## Texte de la page

+ + + + + + +

La goutte froide est un phénomène météorologique bien connu des météorologues et particulièrement surveillé. En effet, son apparition entraîne régulièrement un temps chaotique et parfois dangereux dans la zone touchée par le phénomène.
En jargon météo, une goutte froide n'est ni plus ni moins qu'une zone d'air très froid située en altitude, à plus de 5 000 m au-dessus du niveau de la mer. C'est aussi une zone de basse pressions qualifiant de dépression. La différence de température entre le sol et l'air froid en altitude déstabilise la masse d'air, provoquant parfois des intempéries parfois majeures. Le positionnement de cette bulle d'air froid isolée n'est pas automatique et varie en fonction de l'évolution des autres masses d'air à proximité. Les gouttes froides sont susceptibles d'être dangereuses pouvant causer de lourdes pertes matérielles et humaines
Une autre particularité est la prévision : il est encore difficile de prévoir l'évolution de ces phénomènes et notamment leur déplacement.
Conséquences humaines et matérielles
Alors que le temps est généralement très calme autour de cette goutte froide, la situation se dégrade dès que l'on se trouve sous cette poche d'air froid. Les exemples sont nombreux, comme en juillet 2021, où une goutte froide s'est positionnée sur l'Allemagne en plein été, provoquant des inondations meurtrières et des dégâts matériels et agricoles très importants. Plus récemment, la semaine dernière, une goutte froide a provoqué des dégâts majeures et à nouveau des pertes humaines en Italie, avec une succession de pluies torrentielles et d'orages. Le coupable était encore une fois une goutte froide.

+ + + + + + +

## Lignes

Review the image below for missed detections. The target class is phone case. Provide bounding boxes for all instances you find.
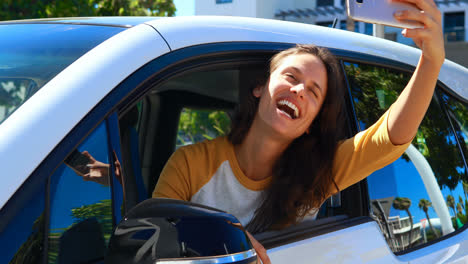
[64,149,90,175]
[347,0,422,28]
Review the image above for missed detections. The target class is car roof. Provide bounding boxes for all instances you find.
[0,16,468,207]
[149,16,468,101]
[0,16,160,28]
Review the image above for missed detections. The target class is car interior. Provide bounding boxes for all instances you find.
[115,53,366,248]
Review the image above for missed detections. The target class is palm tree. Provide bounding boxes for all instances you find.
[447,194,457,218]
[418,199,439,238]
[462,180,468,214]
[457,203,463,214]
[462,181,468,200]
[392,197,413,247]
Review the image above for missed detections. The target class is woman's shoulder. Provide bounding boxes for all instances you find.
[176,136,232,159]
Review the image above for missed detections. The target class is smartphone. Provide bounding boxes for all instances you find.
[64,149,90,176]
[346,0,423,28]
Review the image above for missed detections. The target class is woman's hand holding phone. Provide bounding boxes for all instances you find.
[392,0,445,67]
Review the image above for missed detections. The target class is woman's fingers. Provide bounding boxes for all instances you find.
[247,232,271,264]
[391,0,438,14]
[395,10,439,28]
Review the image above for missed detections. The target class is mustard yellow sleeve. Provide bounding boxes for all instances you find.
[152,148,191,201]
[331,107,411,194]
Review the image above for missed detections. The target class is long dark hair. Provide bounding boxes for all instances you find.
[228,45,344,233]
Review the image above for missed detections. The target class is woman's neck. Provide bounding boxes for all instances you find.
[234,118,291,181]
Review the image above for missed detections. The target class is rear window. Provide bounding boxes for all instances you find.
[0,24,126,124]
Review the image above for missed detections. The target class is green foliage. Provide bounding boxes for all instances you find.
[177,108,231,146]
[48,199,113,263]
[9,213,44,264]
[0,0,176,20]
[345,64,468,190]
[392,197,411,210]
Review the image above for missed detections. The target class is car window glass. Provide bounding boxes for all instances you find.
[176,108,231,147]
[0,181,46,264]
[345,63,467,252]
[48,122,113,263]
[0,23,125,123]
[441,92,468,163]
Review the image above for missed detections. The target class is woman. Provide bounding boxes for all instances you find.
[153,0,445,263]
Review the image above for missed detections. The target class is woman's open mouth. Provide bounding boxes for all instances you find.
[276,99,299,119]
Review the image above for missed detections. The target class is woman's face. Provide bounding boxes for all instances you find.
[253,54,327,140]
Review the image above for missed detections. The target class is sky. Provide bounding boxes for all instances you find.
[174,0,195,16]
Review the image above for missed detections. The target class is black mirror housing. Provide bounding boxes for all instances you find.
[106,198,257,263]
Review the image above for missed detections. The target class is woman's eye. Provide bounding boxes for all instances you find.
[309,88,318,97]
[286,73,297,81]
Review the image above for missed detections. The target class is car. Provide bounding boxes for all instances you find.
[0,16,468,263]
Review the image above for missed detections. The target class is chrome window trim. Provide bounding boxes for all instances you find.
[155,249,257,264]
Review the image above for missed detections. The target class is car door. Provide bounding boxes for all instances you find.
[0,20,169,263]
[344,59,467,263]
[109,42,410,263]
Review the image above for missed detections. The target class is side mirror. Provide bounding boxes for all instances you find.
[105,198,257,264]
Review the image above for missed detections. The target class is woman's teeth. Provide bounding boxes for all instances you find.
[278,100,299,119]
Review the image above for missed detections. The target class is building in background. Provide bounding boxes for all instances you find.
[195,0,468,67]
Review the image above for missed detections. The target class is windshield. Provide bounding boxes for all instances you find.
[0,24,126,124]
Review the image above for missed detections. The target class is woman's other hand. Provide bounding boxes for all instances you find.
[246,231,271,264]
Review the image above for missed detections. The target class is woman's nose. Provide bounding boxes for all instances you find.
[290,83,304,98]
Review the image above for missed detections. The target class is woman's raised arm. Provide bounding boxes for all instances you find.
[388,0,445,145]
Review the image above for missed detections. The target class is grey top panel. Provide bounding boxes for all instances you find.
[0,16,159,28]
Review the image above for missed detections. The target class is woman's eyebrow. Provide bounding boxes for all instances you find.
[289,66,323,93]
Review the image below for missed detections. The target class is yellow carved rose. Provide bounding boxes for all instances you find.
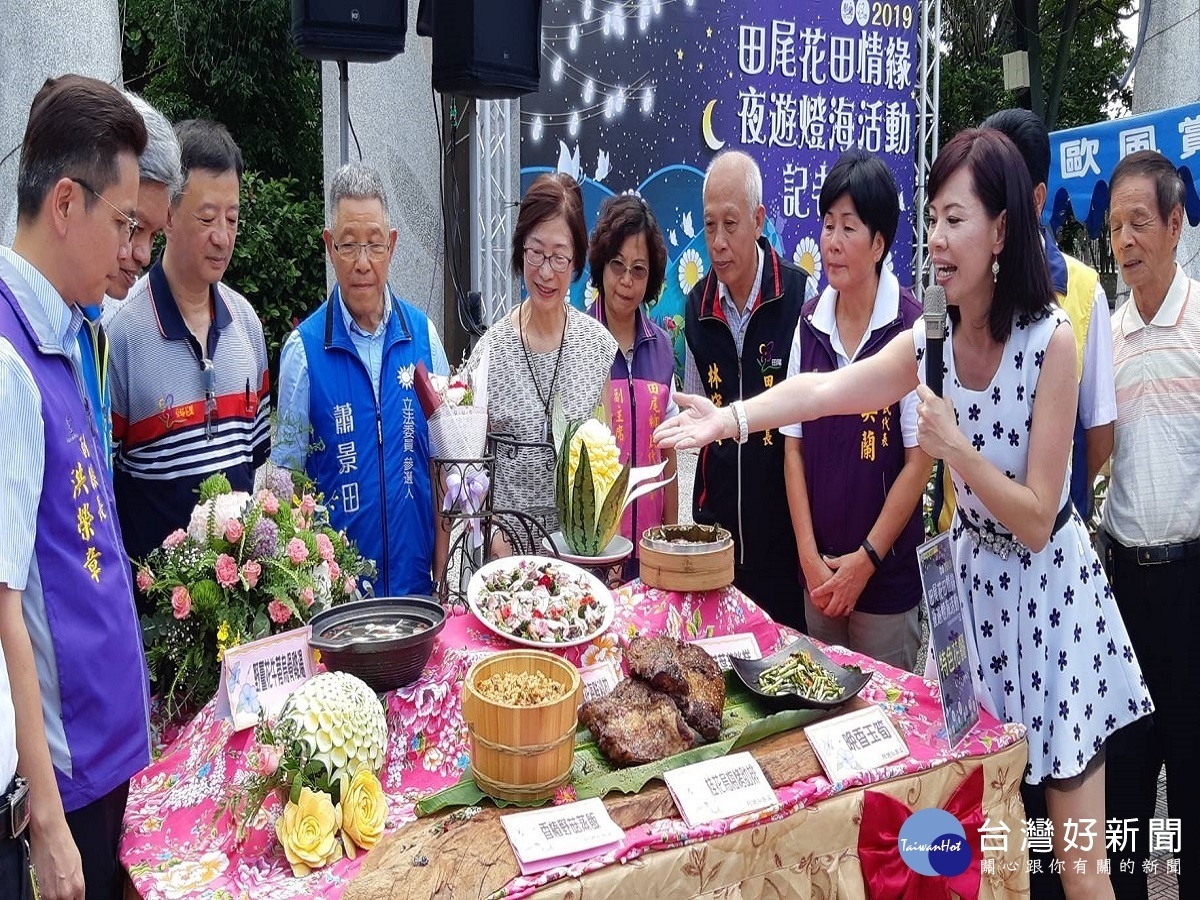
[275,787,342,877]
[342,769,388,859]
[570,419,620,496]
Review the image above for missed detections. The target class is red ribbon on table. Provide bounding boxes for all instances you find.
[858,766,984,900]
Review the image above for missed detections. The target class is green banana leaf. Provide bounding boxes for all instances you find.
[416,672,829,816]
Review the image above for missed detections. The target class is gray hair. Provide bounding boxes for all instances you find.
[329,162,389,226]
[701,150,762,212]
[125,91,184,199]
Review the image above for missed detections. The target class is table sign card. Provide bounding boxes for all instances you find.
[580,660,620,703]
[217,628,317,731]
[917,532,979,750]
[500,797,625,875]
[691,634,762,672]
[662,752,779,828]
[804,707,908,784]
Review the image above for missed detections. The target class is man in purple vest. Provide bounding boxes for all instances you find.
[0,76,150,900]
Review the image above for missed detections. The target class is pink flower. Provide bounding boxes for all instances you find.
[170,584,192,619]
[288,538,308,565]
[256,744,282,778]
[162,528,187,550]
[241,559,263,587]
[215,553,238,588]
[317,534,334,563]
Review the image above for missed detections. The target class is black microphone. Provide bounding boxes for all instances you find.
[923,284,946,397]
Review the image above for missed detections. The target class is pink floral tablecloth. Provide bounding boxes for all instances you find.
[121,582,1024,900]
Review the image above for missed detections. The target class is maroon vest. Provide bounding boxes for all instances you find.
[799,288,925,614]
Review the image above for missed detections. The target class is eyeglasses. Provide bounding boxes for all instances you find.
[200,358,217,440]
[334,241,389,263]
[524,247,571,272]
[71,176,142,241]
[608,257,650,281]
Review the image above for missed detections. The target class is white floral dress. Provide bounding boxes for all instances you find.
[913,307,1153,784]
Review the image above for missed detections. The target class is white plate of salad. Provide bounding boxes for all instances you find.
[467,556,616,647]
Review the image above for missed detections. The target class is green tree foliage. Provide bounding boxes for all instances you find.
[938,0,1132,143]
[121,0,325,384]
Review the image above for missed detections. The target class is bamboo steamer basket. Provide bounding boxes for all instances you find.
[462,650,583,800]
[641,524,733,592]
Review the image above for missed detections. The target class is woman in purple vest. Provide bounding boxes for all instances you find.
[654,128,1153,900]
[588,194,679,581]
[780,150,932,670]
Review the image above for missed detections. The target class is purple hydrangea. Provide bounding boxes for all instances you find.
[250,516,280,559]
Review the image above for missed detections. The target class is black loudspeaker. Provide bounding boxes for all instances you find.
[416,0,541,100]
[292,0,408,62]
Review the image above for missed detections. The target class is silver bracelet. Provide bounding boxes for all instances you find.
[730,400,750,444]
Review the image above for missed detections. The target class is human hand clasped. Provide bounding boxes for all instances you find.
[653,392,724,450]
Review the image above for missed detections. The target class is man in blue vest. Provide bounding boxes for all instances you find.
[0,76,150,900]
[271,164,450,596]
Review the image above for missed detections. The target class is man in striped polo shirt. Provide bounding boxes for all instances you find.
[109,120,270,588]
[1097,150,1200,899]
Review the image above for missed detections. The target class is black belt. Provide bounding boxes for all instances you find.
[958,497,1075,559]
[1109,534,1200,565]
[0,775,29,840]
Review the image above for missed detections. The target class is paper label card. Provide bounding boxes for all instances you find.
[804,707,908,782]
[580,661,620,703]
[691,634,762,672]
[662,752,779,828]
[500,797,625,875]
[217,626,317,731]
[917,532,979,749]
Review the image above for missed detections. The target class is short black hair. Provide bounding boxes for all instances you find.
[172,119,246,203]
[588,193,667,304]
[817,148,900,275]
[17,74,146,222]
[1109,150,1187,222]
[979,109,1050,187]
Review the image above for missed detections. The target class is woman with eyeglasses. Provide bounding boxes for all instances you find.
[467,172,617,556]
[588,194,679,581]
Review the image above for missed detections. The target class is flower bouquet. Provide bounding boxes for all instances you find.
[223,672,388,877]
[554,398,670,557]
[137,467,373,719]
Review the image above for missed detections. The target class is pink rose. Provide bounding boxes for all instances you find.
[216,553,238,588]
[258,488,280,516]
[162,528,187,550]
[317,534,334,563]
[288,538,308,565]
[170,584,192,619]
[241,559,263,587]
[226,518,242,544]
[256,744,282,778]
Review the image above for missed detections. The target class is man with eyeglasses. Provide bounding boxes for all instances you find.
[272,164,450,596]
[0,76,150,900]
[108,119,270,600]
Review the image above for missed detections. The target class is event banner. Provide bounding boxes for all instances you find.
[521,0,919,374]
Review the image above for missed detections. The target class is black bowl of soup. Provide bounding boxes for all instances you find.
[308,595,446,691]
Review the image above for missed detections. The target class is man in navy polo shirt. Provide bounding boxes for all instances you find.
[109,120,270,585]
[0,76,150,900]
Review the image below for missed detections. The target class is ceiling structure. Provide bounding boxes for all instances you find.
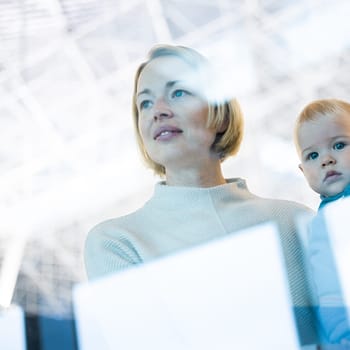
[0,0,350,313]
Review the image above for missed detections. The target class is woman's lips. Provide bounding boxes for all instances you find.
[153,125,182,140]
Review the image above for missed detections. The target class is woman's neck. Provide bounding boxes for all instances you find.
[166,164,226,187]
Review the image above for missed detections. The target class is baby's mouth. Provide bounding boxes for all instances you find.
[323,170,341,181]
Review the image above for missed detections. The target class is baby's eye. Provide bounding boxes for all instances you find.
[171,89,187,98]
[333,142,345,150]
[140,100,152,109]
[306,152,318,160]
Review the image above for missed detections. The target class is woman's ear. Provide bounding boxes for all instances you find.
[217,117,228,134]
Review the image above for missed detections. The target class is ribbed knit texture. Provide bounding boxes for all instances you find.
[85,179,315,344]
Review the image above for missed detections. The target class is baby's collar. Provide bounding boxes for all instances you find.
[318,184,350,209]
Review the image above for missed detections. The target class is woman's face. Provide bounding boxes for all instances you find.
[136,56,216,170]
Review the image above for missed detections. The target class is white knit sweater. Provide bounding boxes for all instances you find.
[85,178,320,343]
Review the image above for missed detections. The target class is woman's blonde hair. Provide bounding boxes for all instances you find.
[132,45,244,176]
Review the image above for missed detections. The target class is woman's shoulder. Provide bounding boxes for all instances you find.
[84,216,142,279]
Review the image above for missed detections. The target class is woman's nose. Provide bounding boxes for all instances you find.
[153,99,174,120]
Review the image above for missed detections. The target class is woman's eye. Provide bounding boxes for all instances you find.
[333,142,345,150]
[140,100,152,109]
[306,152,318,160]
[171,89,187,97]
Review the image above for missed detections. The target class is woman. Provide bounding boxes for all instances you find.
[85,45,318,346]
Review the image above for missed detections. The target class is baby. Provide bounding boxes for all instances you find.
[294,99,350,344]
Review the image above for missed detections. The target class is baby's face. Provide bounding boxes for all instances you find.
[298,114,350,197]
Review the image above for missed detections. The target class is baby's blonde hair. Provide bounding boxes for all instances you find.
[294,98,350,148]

+ + + + + + +

## Consigne
Poursuivez, s'il vous plaît, le texte sur la goutte froide à la suite de sa dernière phrase.

## Corrigé
Conséquences agricoles
Les intempéries provoquées par ce phénomène affectent également le secteur agricole. Cette année, en Italie, des dizaines de milliers d'hectares de production agricole ont été inondés. La production de fruits et légumes est particulièrement touchée, les racines des arbres suffoquant et pourrissant.
Il faut attendre que l'eau qui a envahi les exploitations s'écoule pour estimer les pertes de production et de matériel.
La goutte froide est donc un phénomène météorogique qui reste assez imprévisible parfois dangereuse (comparé aux dépressions tropicales) et qui peut avoir de graves conséquences sur le plan humain, matériel et agricole ! En 2021, l'Allemagne a pris cher et l'Espagne en a récemment fais les frais de cette goutte froide.
Après la catastrophe, quelles leçons pour l'avenir ?
L'Espagne a connu l'une des pires catastrophes naturelles de ces dernières décennies lorsqu'un phénomène météorologique dévastateur, la "goutte froide", a violemment frappé l'est du pays. Des pluies torrentielles et des inondations ont sévèrement frappé la région de Valence, ainsi que l'Aragon, la Castille-La Manche, l'Andalousie et la Catalogne. Au-delà des pertes humaines et des dégâts matériels, l'empreinte écologique de cette catastrophe est d'une ampleur inégalée. Pour 22-Med, plusieurs experts analysent le phénomène et proposent des stratégies pour y remédier.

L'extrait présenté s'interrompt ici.